• _EXERCISE PROMPT_
Quote the records in full and leave their pictures out.

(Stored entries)
###
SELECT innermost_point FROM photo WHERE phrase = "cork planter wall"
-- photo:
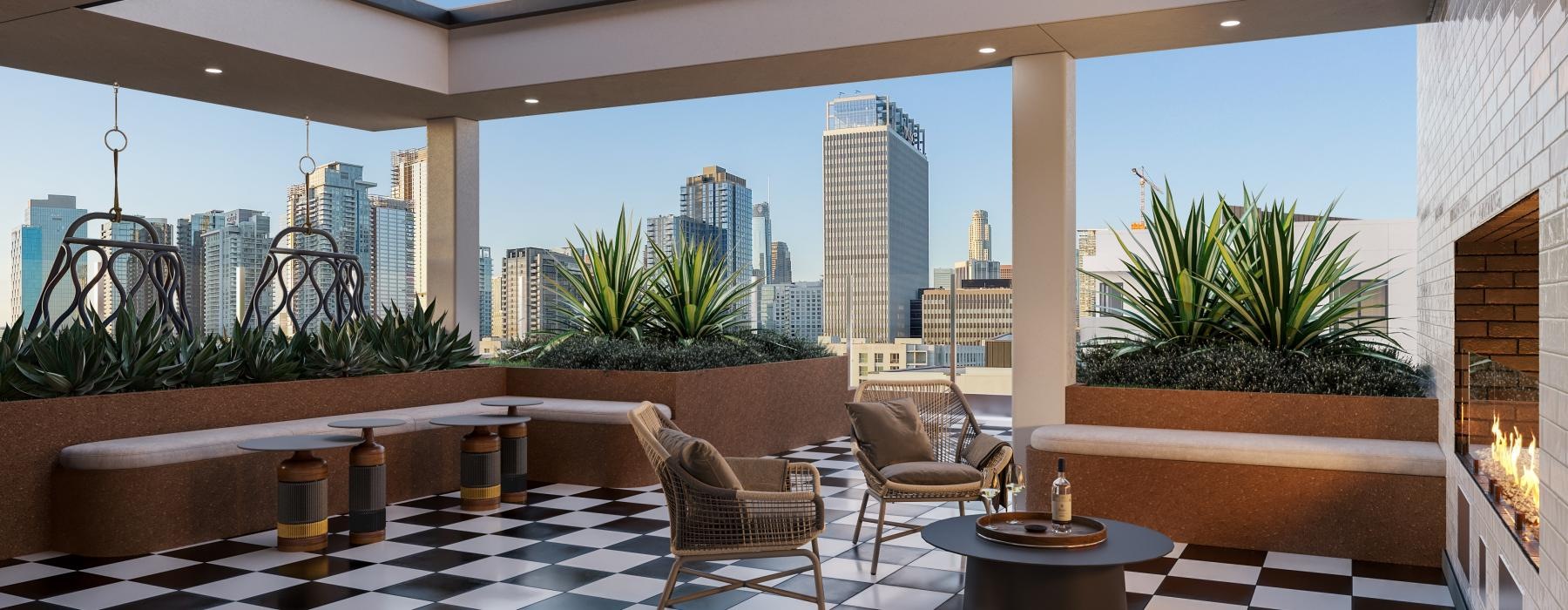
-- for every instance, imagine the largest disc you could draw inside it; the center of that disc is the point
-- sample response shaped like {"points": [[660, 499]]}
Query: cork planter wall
{"points": [[744, 411], [37, 430]]}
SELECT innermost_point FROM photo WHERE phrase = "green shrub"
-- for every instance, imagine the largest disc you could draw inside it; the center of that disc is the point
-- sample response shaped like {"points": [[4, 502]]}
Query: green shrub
{"points": [[1247, 367], [599, 353]]}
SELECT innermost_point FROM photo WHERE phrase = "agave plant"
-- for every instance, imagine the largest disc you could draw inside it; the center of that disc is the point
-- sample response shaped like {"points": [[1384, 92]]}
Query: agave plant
{"points": [[336, 350], [607, 294], [697, 295], [262, 356], [417, 341], [143, 353], [1173, 295], [76, 361], [1295, 292]]}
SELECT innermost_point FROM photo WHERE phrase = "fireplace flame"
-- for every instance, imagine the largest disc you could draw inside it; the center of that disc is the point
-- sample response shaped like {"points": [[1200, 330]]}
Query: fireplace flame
{"points": [[1518, 463]]}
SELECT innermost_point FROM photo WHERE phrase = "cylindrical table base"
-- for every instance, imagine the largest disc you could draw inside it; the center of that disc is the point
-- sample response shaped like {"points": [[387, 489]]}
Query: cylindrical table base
{"points": [[515, 463], [480, 471], [1011, 586], [301, 504]]}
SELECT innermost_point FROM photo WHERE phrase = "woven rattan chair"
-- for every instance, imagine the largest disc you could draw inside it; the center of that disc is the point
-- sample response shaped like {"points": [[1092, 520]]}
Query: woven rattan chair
{"points": [[713, 524], [950, 425]]}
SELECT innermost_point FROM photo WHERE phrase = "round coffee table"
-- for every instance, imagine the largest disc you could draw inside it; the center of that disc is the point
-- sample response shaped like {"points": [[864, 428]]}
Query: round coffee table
{"points": [[368, 480], [485, 472], [301, 486], [1004, 576]]}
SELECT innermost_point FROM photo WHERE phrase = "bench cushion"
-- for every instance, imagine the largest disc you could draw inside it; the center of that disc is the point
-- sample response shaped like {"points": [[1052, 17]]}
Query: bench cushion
{"points": [[221, 443], [1303, 452]]}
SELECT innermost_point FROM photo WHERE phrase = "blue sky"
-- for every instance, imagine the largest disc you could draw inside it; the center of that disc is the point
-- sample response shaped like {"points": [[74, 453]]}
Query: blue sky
{"points": [[1309, 118]]}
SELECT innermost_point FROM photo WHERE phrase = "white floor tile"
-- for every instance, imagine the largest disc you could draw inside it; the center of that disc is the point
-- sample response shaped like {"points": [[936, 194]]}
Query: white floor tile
{"points": [[374, 578], [623, 586], [140, 566], [98, 598], [501, 596]]}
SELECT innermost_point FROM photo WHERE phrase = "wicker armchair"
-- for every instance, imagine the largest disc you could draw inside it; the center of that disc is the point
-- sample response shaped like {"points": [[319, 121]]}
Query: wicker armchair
{"points": [[713, 524], [950, 425]]}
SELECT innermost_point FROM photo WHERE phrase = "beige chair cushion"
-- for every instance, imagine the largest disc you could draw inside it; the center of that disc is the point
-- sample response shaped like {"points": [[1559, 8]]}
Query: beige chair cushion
{"points": [[889, 431], [932, 472], [698, 458], [1303, 452]]}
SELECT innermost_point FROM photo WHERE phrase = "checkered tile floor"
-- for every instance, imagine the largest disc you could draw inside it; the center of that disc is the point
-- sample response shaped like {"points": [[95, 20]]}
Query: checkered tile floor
{"points": [[595, 547]]}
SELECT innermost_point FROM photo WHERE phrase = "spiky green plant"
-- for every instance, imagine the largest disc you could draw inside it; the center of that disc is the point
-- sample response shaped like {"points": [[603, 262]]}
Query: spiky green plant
{"points": [[336, 350], [607, 294], [1295, 292], [697, 295], [1173, 295], [203, 359], [76, 361], [143, 351], [262, 356], [417, 341]]}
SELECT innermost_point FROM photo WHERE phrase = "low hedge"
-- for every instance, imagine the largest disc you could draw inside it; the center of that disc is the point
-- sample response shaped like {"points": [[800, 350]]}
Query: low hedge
{"points": [[1246, 367], [736, 350]]}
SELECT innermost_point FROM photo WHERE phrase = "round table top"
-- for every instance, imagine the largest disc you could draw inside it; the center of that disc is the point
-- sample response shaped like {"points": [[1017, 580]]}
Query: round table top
{"points": [[1125, 543], [511, 402], [368, 422], [305, 443], [480, 421]]}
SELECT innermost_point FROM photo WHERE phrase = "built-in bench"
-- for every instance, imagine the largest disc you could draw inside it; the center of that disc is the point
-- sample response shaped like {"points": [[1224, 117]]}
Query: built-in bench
{"points": [[1368, 499], [140, 494]]}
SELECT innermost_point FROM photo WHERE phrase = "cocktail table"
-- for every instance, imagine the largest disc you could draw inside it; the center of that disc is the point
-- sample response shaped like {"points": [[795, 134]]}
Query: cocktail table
{"points": [[301, 486], [1004, 576], [368, 480], [513, 451], [480, 471]]}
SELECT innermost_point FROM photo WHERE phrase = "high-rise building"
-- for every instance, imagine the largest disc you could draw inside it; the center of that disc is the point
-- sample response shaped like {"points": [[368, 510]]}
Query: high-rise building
{"points": [[527, 302], [666, 231], [187, 235], [760, 241], [980, 235], [875, 217], [339, 203], [33, 248], [143, 295], [982, 314], [721, 200], [231, 261], [389, 274], [408, 184], [486, 297], [780, 261]]}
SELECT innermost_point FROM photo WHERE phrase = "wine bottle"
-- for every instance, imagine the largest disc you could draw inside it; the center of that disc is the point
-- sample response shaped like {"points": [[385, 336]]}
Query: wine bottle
{"points": [[1062, 499]]}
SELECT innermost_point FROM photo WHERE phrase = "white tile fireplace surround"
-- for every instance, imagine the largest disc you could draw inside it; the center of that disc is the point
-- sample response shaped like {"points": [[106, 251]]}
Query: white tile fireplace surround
###
• _RESULT_
SELECT innermost_point FROM photo WHERE phrase = "cork planter wall"
-- photo:
-- for every instance, imagine the largest disc you could draw inside it; the center of that disc is the point
-- sample response shaped like {"points": [[660, 499]]}
Query: cork planter wall
{"points": [[744, 411], [37, 430]]}
SELECT innermost_point FROM photo WHERE phrase = "green shrub"
-- for every instance, imagine the largest disc you could draw inside it; the center of that disc is the point
-- sample response shaped like {"points": [[4, 502]]}
Query: green shrub
{"points": [[1247, 367], [599, 353]]}
SELECT innermost_point FROM photo WHERE phrase = "agave plant"
-- for every instance, imagine the largest disc you could draw inside it; the center of that disc is the point
-- sample response shaped like {"points": [[1384, 92]]}
Query: agave plant
{"points": [[336, 350], [607, 294], [697, 295], [262, 356], [417, 341], [143, 353], [1173, 295], [76, 361], [1295, 292]]}
SELECT innermost_point FROM photo WHERE phrase = "fireplace flame"
-- for every instance, imagine the largest disc you could draw inside it; the center of that disc is the point
-- sample response shaped like {"points": [[1200, 330]]}
Query: fireplace flame
{"points": [[1518, 463]]}
SELECT innermost_point FROM photo WHERE phrase = "cylindrical table base"
-- for every instance, imagine the largest disc you could draw inside it; the center of that disc is the point
-- sample response shaped like {"points": [[387, 489]]}
Query: cylindrical table base
{"points": [[515, 463], [480, 471], [1011, 586], [301, 504]]}
SELECT innermost_point FROM photo WHERE phrase = "woven rattan chair"
-- for every instance, imagine the largest disc you could draw inside it; the center of that disc is the point
-- sample response shaped like {"points": [[1092, 520]]}
Query: woven rattan chair
{"points": [[713, 524], [950, 425]]}
SELECT innermost_point FROM photo WHERE phrase = "round coffee table"
-- for every instance, imagine the largest disc you could draw inside it; the center of that disc is the point
-- sample response shaped like {"points": [[864, 428]]}
Query: round coffee table
{"points": [[368, 480], [485, 472], [301, 486], [1004, 576]]}
SELECT innermost_point FROM photo WHERE phrase = "bench cushion"
-- for every instance, imagine the largest disc you could draw inside it; the center of that disc is the point
-- sample response shaped like {"points": [[1052, 17]]}
Query: bench cushion
{"points": [[221, 443], [1303, 452]]}
SELECT innermost_point FROM photo WHERE phrase = "blue sky"
-- for every instance, imagine the largest disc you could draw inside it; the center of that disc is the point
-- sample response shaped like {"points": [[74, 453]]}
Query: blue sky
{"points": [[1309, 118]]}
SELECT innermost_point FROM photo WHERE phrase = "white floor tile"
-- for every instance, imagine the largest disc you could draw inside it; the center of that disc is the point
-- sample response shaped like {"points": [[936, 194]]}
Query: white floor tile
{"points": [[374, 578], [623, 586], [140, 566], [98, 598], [501, 596]]}
SELECT innermost_point FROM photo WHERE phrase = "wicker armchair"
-- for every instance, imagine the largest disc you could draw inside it; the center of that disc is the point
-- sample response shaped like {"points": [[319, 121]]}
Query: wicker armchair
{"points": [[713, 524], [950, 425]]}
SELECT innermost_point FROM photo WHERE phrase = "beige chair cushion"
-- for every instance, imagine the largest disc you could draw inside it; the center of that disc is the point
-- sample response shaped like {"points": [[1559, 8]]}
Query: beige chair cushion
{"points": [[889, 431], [932, 472], [698, 458], [1303, 452]]}
SELECT innermost_point FROM photo WHERE phrase = "checkered tile floor"
-- for every instance, imagine the largest disc you could draw inside it; the center of that disc is the point
-- sample response shaped like {"points": [[95, 20]]}
Query: checkered tile floor
{"points": [[595, 547]]}
SELECT innermost_point FROM photo WHERE phrase = "spiky green plant"
-- for every instance, imagine the largest disc you could draw inside it; the center of that disc is the point
-- sample response shaped like {"points": [[603, 262]]}
Query: spiky green plant
{"points": [[336, 350], [607, 294], [1295, 292], [697, 295], [1173, 295], [203, 359], [76, 361], [143, 351], [262, 356], [417, 341]]}
SELECT innermost_point FROM photo WHERE phrase = "low hedge"
-- for every instance, imagine the largest disc you could draw inside it; the center of that disc is the point
-- sample response shaped like {"points": [[800, 350]]}
Query: low hedge
{"points": [[1246, 367], [736, 350]]}
SELECT innermost_point FROM photo WHERE phrase = "round table top"
-- for every instance, imagine the largest disc you could draw inside it; the center of that disc is the point
-- sample response shaped like {"points": [[1017, 580]]}
Query: round table top
{"points": [[1125, 543], [511, 402], [368, 422], [305, 443], [480, 421]]}
SELECT innermost_point FROM photo WHERE phrase = "built-in bench"
-- for every instance, imagine the largest disc you could draw inside it; the center of that disc is the point
-- sample response shaped like {"points": [[1224, 117]]}
Query: built-in bench
{"points": [[1368, 499], [140, 494]]}
SELECT innermost_point FROM photo WHERE phrase = "cocktail table"
-- for every instance, imagine the largest disc you could draw inside it; the center of that disc is the point
-- sample response shaped like {"points": [[795, 134]]}
Query: cocktail table
{"points": [[301, 486], [1004, 576], [368, 480], [513, 451], [480, 471]]}
SELECT innermost_point FROM photo WHERE phrase = "high-rise building"
-- for every instance, imagine the largest disc you could draw inside it; the center of that disc is the point
-- sample response shaped like {"points": [[368, 510]]}
Query: high-rise building
{"points": [[527, 302], [666, 231], [187, 235], [760, 241], [980, 235], [875, 217], [339, 203], [33, 248], [143, 295], [982, 314], [721, 200], [231, 261], [389, 274], [408, 184], [486, 297], [780, 261]]}
SELECT innermost_point FROM photo WHERE phrase = "wine bottle"
-- for every instance, imagine the largest disc you could draw inside it; the center of that disc is the point
-- sample response shaped like {"points": [[385, 336]]}
Query: wine bottle
{"points": [[1062, 499]]}
SELECT innermost_point FROM photo WHERE phrase = "white tile fireplace surround"
-- for every instance, imagine the largest disc you could draw inside it; the center of that disc is the point
-- sample response shaped like {"points": [[106, 251]]}
Query: white tile fireplace surround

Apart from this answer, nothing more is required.